**LATIHAN**
Salin dengan tepat bagian teks tentang ikterus neonatorum di antara "Jaundice fisiologis umumnya" dan "terkonjugasi dan terkonjugasi.", termasuk kedua bagian itu sendiri.

Ikterus neonatorum atau jaundice, merupakan kondisi klinis akibat hiperbilirubinemia yang sering ditemukan pada neonatus di fasilitas kesehatan. Sekitar 8-11% neonatus mengalami hiperbilirubinemia. Lebih dari 75% kasus jaundice bersifat fisiologis dan tidak memiliki konsekuensi serius. Jaundice juga bisa disebabkan oleh inkompatibilitas ABO, defisiensi enzim glucose-6-phosphate, dan penyakit kongenital.
Jaundice fisiologis umumnya terjadi pada umur 24-72 jam dan memuncak saat hari ke 4-6 pada bayi cukup bulan dan hari ke 7 pada bayi prematur. Jaundice fisiologis kemudian umumnya menghilang pada 10-14 hari kehidupan. Namun pada beberapa keadaan, jaundice dapat disebabkan oleh suatu kondisi patologis. Hiperbilirubinemia yang berlebih pada tubuh neonatus dapat menyebabkan kondisi yang berbahaya pada neonatus dan dapat bersifat mengancam nyawa.[1,2]
Jaundice dikatakan patologis apabila peningkatan bilirubin melebihi 5 mg/dL/hari yang umumnya menyebabkan penampakan jaundice dalam kurun waktu 24 jam pertama kehidupan. Etiologi jaundice patologis dapat dibagi menjadi hiperbilirubinemia tidak terkonjugasi dan terkonjugasi.
Hiperbilirubinemia Tidak Terkonjugasi
Peningkatan bilirubin tidak terkonjugasi pada jaundice patologis dapat disebabkan oleh peningkatan produksi bilirubin, penurunan klirens bilirubin, dan peningkatan sirkulasi enterohepatik.
Peningkatan bilirubin tidak terkonjugasi dapat dibedakan menjadi beberapa kondisi, seperti: inkompatibilitas ABO dan rhesus, defisiensi enzim glucose-6-phosphate, dan penyakit kongenital.

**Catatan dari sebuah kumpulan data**
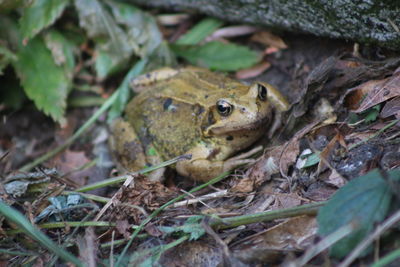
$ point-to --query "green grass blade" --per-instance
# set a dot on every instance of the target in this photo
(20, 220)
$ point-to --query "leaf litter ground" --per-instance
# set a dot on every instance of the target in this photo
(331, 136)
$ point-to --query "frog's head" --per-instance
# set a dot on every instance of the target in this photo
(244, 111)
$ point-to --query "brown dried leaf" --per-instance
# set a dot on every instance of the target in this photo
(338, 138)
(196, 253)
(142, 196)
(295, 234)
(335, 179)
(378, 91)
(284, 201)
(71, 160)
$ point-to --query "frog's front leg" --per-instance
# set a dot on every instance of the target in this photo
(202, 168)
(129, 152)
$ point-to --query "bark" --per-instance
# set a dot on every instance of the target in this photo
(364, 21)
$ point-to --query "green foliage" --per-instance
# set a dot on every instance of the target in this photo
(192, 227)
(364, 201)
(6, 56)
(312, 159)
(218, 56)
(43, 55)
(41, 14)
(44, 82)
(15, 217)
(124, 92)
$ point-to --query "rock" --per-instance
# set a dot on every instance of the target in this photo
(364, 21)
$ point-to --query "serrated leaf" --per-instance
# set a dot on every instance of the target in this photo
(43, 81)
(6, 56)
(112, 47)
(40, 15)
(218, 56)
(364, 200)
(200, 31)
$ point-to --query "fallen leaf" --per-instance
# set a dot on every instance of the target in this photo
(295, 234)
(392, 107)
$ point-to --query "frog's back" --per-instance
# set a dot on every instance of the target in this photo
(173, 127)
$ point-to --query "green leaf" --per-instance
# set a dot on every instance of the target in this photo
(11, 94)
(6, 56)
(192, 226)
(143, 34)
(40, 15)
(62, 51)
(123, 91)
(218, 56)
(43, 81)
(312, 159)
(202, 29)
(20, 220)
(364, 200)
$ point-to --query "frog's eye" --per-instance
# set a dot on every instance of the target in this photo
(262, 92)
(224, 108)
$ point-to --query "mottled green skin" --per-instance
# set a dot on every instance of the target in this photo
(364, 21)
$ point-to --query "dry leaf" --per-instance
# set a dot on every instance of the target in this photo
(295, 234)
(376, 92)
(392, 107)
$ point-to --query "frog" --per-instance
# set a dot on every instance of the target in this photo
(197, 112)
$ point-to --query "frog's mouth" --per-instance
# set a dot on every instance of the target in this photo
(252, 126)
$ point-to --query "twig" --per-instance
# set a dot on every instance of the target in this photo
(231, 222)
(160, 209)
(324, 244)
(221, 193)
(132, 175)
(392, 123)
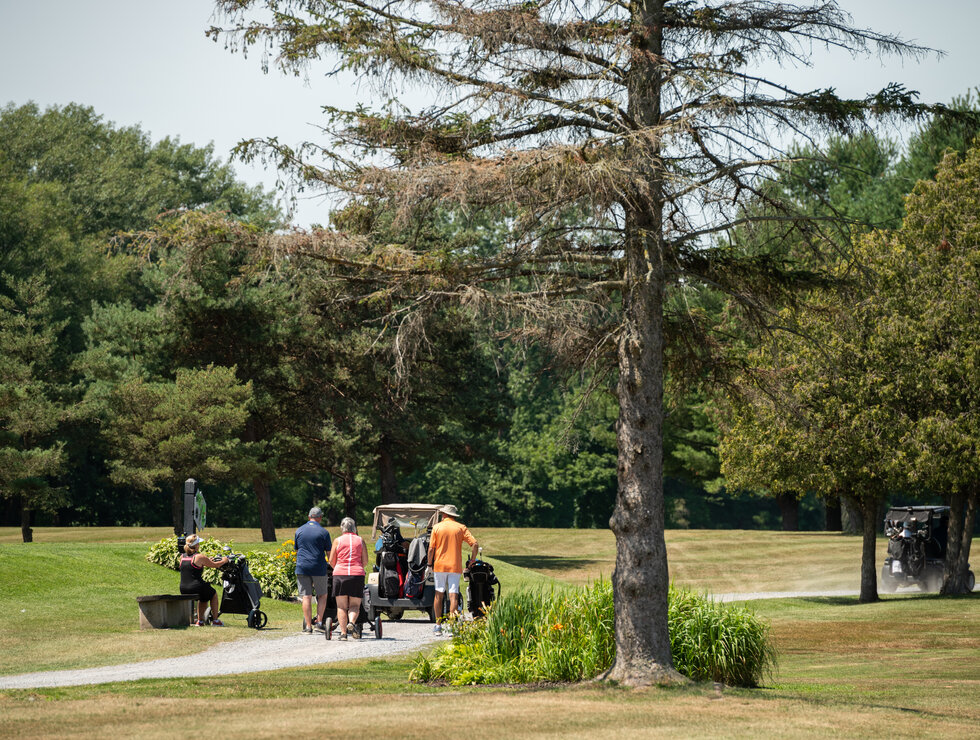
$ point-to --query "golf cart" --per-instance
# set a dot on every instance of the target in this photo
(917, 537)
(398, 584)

**HASIL TUGAS**
Jaundice fisiologis umumnya terjadi pada umur 24-72 jam dan memuncak saat hari ke 4-6 pada bayi cukup bulan dan hari ke 7 pada bayi prematur. Jaundice fisiologis kemudian umumnya menghilang pada 10-14 hari kehidupan. Namun pada beberapa keadaan, jaundice dapat disebabkan oleh suatu kondisi patologis. Hiperbilirubinemia yang berlebih pada tubuh neonatus dapat menyebabkan kondisi yang berbahaya pada neonatus dan dapat bersifat mengancam nyawa.[1,2]
Jaundice dikatakan patologis apabila peningkatan bilirubin melebihi 5 mg/dL/hari yang umumnya menyebabkan penampakan jaundice dalam kurun waktu 24 jam pertama kehidupan. Etiologi jaundice patologis dapat dibagi menjadi hiperbilirubinemia tidak terkonjugasi dan terkonjugasi.